Exercise aim — Reproduce the material below word for word, leaving out the pictures.

Supplied data —
● ● ● ●
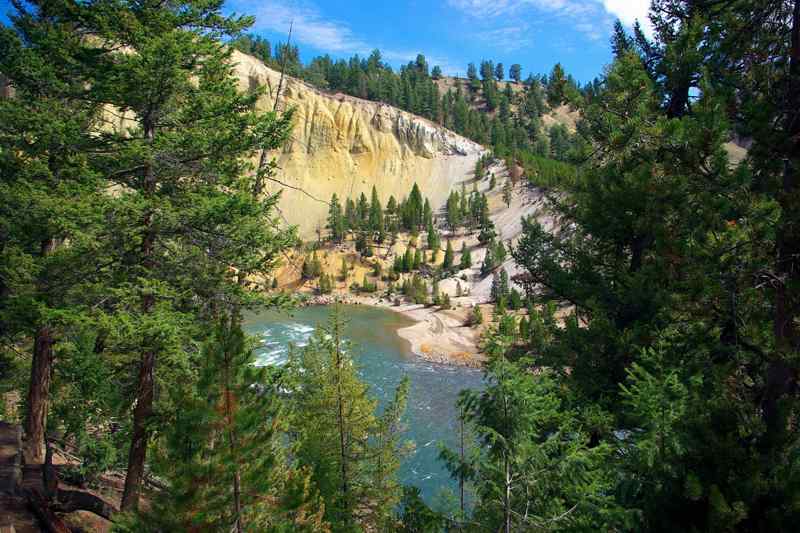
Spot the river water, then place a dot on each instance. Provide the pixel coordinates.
(384, 358)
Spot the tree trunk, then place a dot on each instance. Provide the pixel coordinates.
(461, 455)
(141, 434)
(38, 395)
(145, 388)
(782, 377)
(342, 428)
(232, 442)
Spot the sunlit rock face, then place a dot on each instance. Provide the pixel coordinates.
(346, 145)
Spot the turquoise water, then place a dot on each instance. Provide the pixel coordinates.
(384, 359)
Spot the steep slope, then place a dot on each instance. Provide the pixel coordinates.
(346, 145)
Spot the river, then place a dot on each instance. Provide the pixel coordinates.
(384, 358)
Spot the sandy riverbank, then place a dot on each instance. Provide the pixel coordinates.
(438, 336)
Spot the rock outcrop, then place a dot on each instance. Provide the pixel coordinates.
(346, 145)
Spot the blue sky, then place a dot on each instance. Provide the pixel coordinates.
(451, 33)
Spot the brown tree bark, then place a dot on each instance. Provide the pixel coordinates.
(782, 377)
(38, 396)
(137, 454)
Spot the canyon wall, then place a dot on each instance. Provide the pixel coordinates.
(346, 145)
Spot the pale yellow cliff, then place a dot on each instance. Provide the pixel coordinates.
(346, 145)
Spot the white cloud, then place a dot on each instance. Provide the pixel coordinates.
(508, 39)
(592, 18)
(629, 11)
(311, 27)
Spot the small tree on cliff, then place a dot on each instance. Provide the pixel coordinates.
(352, 453)
(448, 256)
(336, 219)
(224, 457)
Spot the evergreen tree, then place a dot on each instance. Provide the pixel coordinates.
(466, 257)
(336, 221)
(448, 256)
(499, 72)
(376, 224)
(224, 457)
(532, 465)
(362, 212)
(350, 216)
(352, 452)
(508, 192)
(188, 210)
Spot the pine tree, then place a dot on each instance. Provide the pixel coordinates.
(508, 192)
(448, 256)
(376, 224)
(499, 72)
(336, 223)
(417, 259)
(532, 465)
(352, 453)
(224, 457)
(466, 257)
(183, 178)
(52, 194)
(362, 212)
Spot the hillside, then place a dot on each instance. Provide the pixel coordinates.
(345, 145)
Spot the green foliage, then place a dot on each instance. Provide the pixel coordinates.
(466, 257)
(531, 465)
(223, 457)
(475, 317)
(353, 453)
(448, 256)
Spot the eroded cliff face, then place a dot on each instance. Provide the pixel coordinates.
(346, 145)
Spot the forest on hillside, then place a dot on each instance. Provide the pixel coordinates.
(507, 120)
(653, 387)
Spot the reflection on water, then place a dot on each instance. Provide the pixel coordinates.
(384, 359)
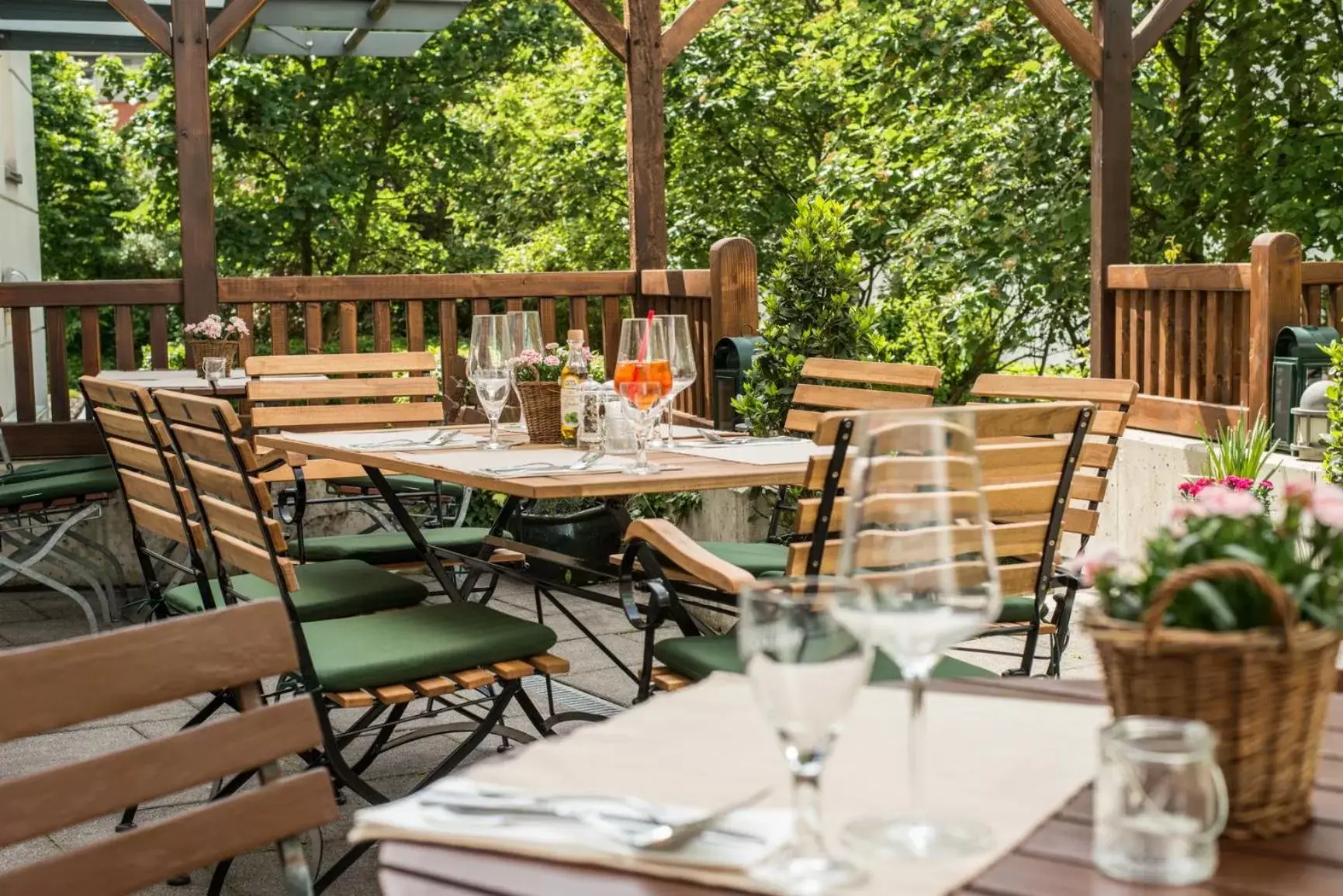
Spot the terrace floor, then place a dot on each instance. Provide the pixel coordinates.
(33, 618)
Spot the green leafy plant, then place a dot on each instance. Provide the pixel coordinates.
(1300, 550)
(1334, 441)
(813, 308)
(1238, 450)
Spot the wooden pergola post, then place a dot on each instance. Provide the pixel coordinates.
(1107, 54)
(646, 50)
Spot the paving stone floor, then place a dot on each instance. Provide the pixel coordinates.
● ● ● ●
Solution to this problem —
Spot the river water, then place a dot on each instance. Provide the pixel coordinates.
(384, 358)
Spot the tree trunk, then place a dot on each instance. Provide the pixel coordinates.
(461, 455)
(141, 434)
(38, 395)
(145, 388)
(782, 377)
(342, 428)
(232, 442)
Spot the sunlit rock face, then place a dot on each instance. Provide the pixel coordinates.
(346, 145)
Spot the turquoise water, then place a dot on each instance. Provide the pixel coordinates.
(384, 359)
Spot the steep slope, then place a dot on each instance. Provide the pixel coordinates.
(346, 145)
Spot the river, then place a dot on each instance. Provide the pixel coordinates.
(384, 358)
Spot the sandy riverbank, then place a dot on each instance. Provide the pixel coordinates.
(438, 336)
Spot the rock outcrop, then place a dot on each instance. Provide the pixel coordinates.
(346, 145)
Spot the blue sky, then place a dot on each instance. Provide the pixel coordinates.
(451, 33)
Spot the brown tree bark, then place a dot on each instance. Provide the pixel coordinates.
(782, 377)
(38, 396)
(137, 454)
Spot the canyon wall, then place a dot on each instance. Provide the pixel coordinates.
(346, 145)
Spot the pale yellow cliff, then place a dot on each instance. Provide the pixel coordinates.
(346, 145)
Spot the white cloud, then place a dot on each instance. Provide the pixel coordinates.
(508, 39)
(592, 18)
(629, 11)
(311, 27)
Spot the small tree on cliff, then place a dot on each instance. Provide the pixel coordinates.
(352, 453)
(448, 256)
(336, 219)
(224, 457)
Spot the evergreen tree, then place a dot on each instance. Provide the pixel coordinates.
(466, 257)
(336, 221)
(448, 256)
(499, 72)
(376, 224)
(224, 457)
(532, 465)
(362, 212)
(350, 216)
(352, 452)
(508, 192)
(188, 210)
Spot the pine tree, then place a dot on each instance. Provide the pixel coordinates.
(508, 192)
(448, 256)
(376, 224)
(499, 72)
(336, 223)
(417, 259)
(532, 465)
(352, 453)
(224, 457)
(466, 257)
(183, 178)
(52, 194)
(362, 212)
Spot the hillside, then place a dot on each instance. Provide the pixel coordinates.
(345, 145)
Spot the green foliage, then place a dot on each instance. Provide the pixel coordinates.
(466, 257)
(531, 465)
(223, 457)
(475, 317)
(353, 453)
(448, 256)
Spot the eroded cliff face, then place a dot on each instance. Provide the pixel coordinates.
(346, 145)
Spot the forest on hillside, then place a dot on each instance. Provide the pixel coordinates.
(507, 120)
(653, 387)
Spot the reflection on water, then place a dot on each instance. Provide the pixel coordinates.
(384, 359)
Spot the terrace floor, then place a dot on each instance. Provide the pixel coordinates.
(33, 618)
Spot the green leafy plant, then place a dot on each instance. Provide the pixel coordinates.
(1300, 550)
(1334, 441)
(813, 308)
(1238, 450)
Spot the wooden pergola post, then place a dot on each instance. Provide the pixel coordinates.
(1107, 54)
(646, 50)
Spot the paving stone floor, then place a dot on each instance. Provide the pixel coordinates.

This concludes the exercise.